# Exercise directions
Once the data has been read, restate all of it exactly.

# Collection entries
__________________________________________________

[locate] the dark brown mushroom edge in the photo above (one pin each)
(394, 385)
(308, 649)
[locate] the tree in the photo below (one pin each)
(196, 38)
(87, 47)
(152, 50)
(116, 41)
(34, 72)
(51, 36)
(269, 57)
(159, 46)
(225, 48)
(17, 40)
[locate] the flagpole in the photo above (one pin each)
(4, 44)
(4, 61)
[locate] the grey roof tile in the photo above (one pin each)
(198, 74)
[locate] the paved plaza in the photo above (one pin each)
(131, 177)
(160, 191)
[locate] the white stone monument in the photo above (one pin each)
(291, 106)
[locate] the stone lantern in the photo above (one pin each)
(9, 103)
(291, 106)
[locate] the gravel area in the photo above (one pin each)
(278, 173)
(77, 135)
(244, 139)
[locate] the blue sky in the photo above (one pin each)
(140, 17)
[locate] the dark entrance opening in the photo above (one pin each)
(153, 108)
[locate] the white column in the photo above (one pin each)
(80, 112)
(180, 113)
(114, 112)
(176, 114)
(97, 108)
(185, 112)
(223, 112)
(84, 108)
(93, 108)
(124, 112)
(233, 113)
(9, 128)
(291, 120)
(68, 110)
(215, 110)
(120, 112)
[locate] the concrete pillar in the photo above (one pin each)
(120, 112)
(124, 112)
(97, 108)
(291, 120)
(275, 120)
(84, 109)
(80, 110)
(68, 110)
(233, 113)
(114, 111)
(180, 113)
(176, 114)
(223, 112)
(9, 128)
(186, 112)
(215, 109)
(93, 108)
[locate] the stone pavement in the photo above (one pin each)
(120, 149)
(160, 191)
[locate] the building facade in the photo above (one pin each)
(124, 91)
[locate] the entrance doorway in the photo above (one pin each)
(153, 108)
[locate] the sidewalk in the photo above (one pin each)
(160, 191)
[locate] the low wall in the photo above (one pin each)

__________________________________________________

# Response below
[locate] the dark brown mushroom edge in the photo above (one pin each)
(394, 385)
(308, 649)
[locate] the tree in the photo below (one pin each)
(196, 38)
(87, 47)
(152, 50)
(116, 41)
(34, 72)
(51, 36)
(269, 57)
(159, 46)
(225, 48)
(17, 40)
[locate] the flagpole in the photo above (one pin each)
(4, 44)
(4, 61)
[locate] the grey roof tile in the photo above (one pin each)
(198, 74)
[locate] the paved plaza in the photo above (one pin each)
(131, 177)
(160, 191)
[locate] the white stone monument in the photo above (one pin each)
(291, 106)
[locate] the stone lantern in the photo above (one pin each)
(9, 103)
(291, 106)
[locate] the gravel area in the photo above (one pin each)
(278, 173)
(77, 135)
(244, 139)
[locate] the blue sky in the photo above (one pin each)
(140, 17)
[locate] the dark entrance opening in the photo above (one pin each)
(153, 108)
[locate] the white column in the photo above (one pin each)
(80, 112)
(180, 113)
(114, 112)
(176, 114)
(97, 108)
(185, 112)
(223, 112)
(84, 108)
(93, 108)
(124, 112)
(233, 113)
(9, 128)
(291, 120)
(68, 110)
(215, 110)
(120, 112)
[locate] the concrete pillar in the photo above (one pin each)
(120, 112)
(124, 112)
(97, 108)
(291, 120)
(275, 120)
(84, 109)
(80, 110)
(68, 110)
(233, 113)
(114, 111)
(180, 113)
(176, 114)
(223, 112)
(9, 128)
(186, 112)
(215, 109)
(93, 108)
[locate] the stone pavement in the photo above (one pin each)
(120, 149)
(160, 191)
[locate] the building facade in the photo above (one pin each)
(124, 91)
[locate] the entrance doorway in the photo above (one pin each)
(153, 108)
[locate] the sidewalk in the photo above (one pin each)
(160, 191)
[locate] the low wall in the photo above (one pin each)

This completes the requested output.